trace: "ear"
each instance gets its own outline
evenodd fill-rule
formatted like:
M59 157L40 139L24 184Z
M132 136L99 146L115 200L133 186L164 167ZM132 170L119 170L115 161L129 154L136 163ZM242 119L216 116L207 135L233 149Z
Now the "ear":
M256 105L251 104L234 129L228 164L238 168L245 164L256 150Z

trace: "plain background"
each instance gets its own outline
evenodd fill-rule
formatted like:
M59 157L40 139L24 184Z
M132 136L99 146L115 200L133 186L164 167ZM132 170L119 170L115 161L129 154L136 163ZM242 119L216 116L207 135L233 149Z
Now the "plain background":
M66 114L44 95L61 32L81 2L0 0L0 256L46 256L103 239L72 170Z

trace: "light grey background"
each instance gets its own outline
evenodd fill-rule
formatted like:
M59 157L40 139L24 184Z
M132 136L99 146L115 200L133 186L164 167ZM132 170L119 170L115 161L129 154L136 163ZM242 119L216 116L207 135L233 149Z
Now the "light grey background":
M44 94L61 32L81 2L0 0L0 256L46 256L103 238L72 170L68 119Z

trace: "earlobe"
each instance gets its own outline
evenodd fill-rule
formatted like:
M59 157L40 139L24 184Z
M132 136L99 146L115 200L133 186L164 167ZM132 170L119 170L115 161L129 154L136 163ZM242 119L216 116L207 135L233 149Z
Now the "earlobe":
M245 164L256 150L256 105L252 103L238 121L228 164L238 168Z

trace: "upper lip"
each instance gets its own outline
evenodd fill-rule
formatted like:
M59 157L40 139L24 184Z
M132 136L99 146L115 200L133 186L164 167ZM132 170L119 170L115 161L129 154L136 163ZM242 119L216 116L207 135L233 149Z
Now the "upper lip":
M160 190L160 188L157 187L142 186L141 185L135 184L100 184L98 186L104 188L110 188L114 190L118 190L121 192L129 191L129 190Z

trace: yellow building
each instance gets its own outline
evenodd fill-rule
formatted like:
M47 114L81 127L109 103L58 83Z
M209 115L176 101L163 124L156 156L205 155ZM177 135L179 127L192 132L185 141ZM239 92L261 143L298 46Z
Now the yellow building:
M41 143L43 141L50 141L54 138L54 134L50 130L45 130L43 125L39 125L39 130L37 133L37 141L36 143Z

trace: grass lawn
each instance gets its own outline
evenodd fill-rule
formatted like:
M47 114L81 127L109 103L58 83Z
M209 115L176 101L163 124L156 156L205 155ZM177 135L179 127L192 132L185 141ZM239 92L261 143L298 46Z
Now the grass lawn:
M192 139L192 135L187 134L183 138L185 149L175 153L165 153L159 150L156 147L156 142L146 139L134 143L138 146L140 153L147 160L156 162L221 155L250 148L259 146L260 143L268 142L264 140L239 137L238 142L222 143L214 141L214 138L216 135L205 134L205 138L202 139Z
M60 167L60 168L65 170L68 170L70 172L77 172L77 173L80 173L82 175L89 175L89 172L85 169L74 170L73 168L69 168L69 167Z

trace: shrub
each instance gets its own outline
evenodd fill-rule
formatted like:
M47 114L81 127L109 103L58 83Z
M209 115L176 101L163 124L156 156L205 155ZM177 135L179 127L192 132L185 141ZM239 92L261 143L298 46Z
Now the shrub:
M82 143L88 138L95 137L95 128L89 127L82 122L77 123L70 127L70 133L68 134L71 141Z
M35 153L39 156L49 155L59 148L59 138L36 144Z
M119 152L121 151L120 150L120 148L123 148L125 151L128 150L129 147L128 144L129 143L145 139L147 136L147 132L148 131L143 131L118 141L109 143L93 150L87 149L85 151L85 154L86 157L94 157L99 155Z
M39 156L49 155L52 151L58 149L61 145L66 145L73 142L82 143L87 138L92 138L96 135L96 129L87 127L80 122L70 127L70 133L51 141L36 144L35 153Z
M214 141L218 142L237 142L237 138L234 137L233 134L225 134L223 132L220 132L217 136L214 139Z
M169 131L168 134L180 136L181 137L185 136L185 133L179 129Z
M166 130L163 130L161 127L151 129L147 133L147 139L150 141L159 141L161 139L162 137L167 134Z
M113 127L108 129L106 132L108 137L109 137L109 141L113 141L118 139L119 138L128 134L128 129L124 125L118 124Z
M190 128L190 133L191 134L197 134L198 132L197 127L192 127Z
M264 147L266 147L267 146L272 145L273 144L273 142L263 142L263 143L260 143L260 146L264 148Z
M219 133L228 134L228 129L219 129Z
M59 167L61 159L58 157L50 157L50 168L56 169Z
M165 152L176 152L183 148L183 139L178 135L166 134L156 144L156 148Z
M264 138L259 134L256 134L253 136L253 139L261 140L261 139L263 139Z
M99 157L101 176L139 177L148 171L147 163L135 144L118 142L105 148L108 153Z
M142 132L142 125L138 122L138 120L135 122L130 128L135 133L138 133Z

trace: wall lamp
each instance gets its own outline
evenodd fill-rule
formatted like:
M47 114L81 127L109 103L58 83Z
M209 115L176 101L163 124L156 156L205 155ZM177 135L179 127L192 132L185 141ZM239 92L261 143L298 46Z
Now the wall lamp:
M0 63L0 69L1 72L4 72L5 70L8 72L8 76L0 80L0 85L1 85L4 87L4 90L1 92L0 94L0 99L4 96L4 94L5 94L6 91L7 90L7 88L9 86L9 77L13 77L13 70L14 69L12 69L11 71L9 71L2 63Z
***
Exercise requirements: Write out the lines above as a JSON list of strings, one string per line, skipping the blank lines.

Solution to this problem:
[
  "trace: \"ear\"",
  "each instance gets its own outline",
  "evenodd fill-rule",
  "formatted like:",
  "M59 157L40 139L24 184Z",
  "M132 136L99 146L115 200L133 186L164 167ZM132 170L119 170L115 161L129 154L136 163ZM242 119L216 116L207 135L233 149Z",
  "Now the \"ear\":",
  "M256 105L251 104L234 129L228 164L238 168L245 164L256 150Z",
  "trace: \"plain background\"",
  "each instance gets its own outline",
  "evenodd fill-rule",
  "formatted like:",
  "M59 157L40 139L24 184Z",
  "M132 136L99 146L115 200L133 186L164 167ZM132 170L119 170L115 161L129 154L136 163ZM242 119L216 116L207 135L233 149Z",
  "Now the \"plain background\":",
  "M66 114L44 95L61 32L81 2L0 0L0 256L46 256L103 239L72 170Z",
  "trace: \"light grey background\"",
  "each instance gets its own outline",
  "evenodd fill-rule",
  "formatted like:",
  "M59 157L40 139L24 184Z",
  "M132 136L99 146L115 200L133 186L164 167ZM132 170L119 170L115 161L129 154L136 163ZM242 119L216 116L207 135L233 149Z",
  "Now the \"light grey background\":",
  "M44 94L61 32L81 2L0 0L0 256L46 256L103 238L72 170L68 119Z",
  "trace: \"earlobe\"",
  "each instance gets its own outline",
  "evenodd fill-rule",
  "formatted like:",
  "M59 157L40 139L24 184Z",
  "M132 136L99 146L115 200L133 186L164 167ZM132 170L119 170L115 161L129 154L136 163ZM242 119L216 116L207 135L233 149Z",
  "Now the \"earlobe\":",
  "M245 164L256 150L256 105L252 103L238 121L228 164L238 168Z",
  "trace: \"upper lip\"",
  "each instance gets its own outline",
  "evenodd fill-rule",
  "formatted like:",
  "M59 157L40 139L24 184Z",
  "M132 136L99 146L115 200L133 186L164 167ZM132 170L119 170L115 161L129 154L136 163ZM242 119L216 116L207 135L233 149Z",
  "Now the \"upper lip\":",
  "M160 190L160 188L157 187L142 186L141 185L135 184L100 184L98 186L104 188L110 188L114 190L118 190L121 192L129 191L129 190Z",
  "trace: yellow building",
  "each instance gets its own outline",
  "evenodd fill-rule",
  "formatted like:",
  "M47 114L81 127L109 103L58 83Z",
  "M209 115L176 101L163 124L156 156L205 155ZM177 135L179 127L192 132L185 141ZM239 92L261 143L298 46Z",
  "Now the yellow building:",
  "M41 143L43 141L50 141L54 138L54 134L50 130L45 130L43 125L39 125L39 130L37 133L37 141L36 143Z",
  "trace: grass lawn",
  "each instance gets its own outline",
  "evenodd fill-rule",
  "formatted like:",
  "M47 114L81 127L109 103L58 83Z",
  "M209 115L176 101L163 124L156 156L205 155ZM177 135L179 127L192 132L185 141ZM239 92L261 143L298 46Z",
  "Now the grass lawn:",
  "M192 139L192 135L187 134L183 138L185 149L175 153L165 153L159 150L156 147L156 142L146 139L134 143L138 146L140 153L147 160L156 162L221 155L250 148L259 146L260 143L268 142L264 140L239 137L238 142L222 143L214 141L214 138L216 135L205 134L205 138L202 139Z",
  "M60 167L60 168L65 170L68 170L70 172L77 172L77 173L80 173L82 175L89 175L89 172L85 169L74 170L73 168L69 168L69 167Z",
  "trace: shrub",
  "each instance gets its own outline",
  "evenodd fill-rule",
  "formatted like:",
  "M47 114L81 127L109 103L58 83Z",
  "M209 115L176 101L163 124L156 156L205 155ZM177 135L179 127L192 132L185 141ZM239 92L261 143L298 46Z",
  "Now the shrub:",
  "M82 143L88 138L95 137L95 128L89 127L82 122L77 123L70 127L70 133L68 134L71 141Z",
  "M35 153L39 156L49 155L59 148L59 138L36 144Z",
  "M119 152L121 151L120 150L120 148L123 148L125 151L128 150L129 147L128 144L129 143L145 139L147 136L147 132L148 131L143 131L118 141L109 143L93 150L87 149L85 151L85 154L86 157L94 157L99 155Z",
  "M39 156L49 155L52 151L58 149L61 145L66 145L73 142L82 143L87 138L92 138L96 135L96 129L87 127L80 122L70 127L70 133L51 141L36 144L35 153Z",
  "M214 141L218 142L237 142L237 138L234 137L233 134L225 134L223 132L220 132L217 136L214 139Z",
  "M169 131L168 134L180 136L181 137L185 136L185 133L179 129Z",
  "M166 130L163 130L161 127L151 129L147 133L147 139L150 141L159 141L161 139L162 137L167 134Z",
  "M113 127L108 129L106 132L108 137L109 137L109 141L113 141L118 139L119 138L128 134L128 129L124 125L118 124Z",
  "M190 128L190 133L191 134L197 134L198 132L197 127L192 127Z",
  "M264 147L266 147L267 146L272 145L273 144L273 142L263 142L263 143L260 143L260 146L264 148Z",
  "M219 133L228 134L228 129L219 129Z",
  "M59 167L61 159L58 157L50 157L50 168L56 169Z",
  "M165 152L176 152L183 148L183 139L178 135L166 134L156 144L156 148Z",
  "M264 138L259 134L256 134L253 136L253 139L261 140L261 139L263 139Z",
  "M99 157L101 176L139 177L148 171L147 163L135 144L118 142L105 148L108 153Z",
  "M142 132L142 125L138 122L138 120L135 122L130 128L135 133L138 133Z",
  "trace: wall lamp",
  "each instance gets its own outline",
  "evenodd fill-rule",
  "formatted like:",
  "M47 114L81 127L109 103L58 83Z",
  "M209 115L176 101L163 124L156 156L205 155ZM177 135L179 127L192 132L185 141ZM239 92L261 143L298 46Z",
  "Now the wall lamp:",
  "M0 63L0 69L1 72L4 72L5 70L8 72L8 76L0 80L0 85L1 85L4 87L4 90L1 92L0 94L0 99L4 96L4 94L5 94L6 91L7 90L7 88L9 86L9 77L13 77L13 70L14 69L12 69L11 71L9 71L2 63Z"
]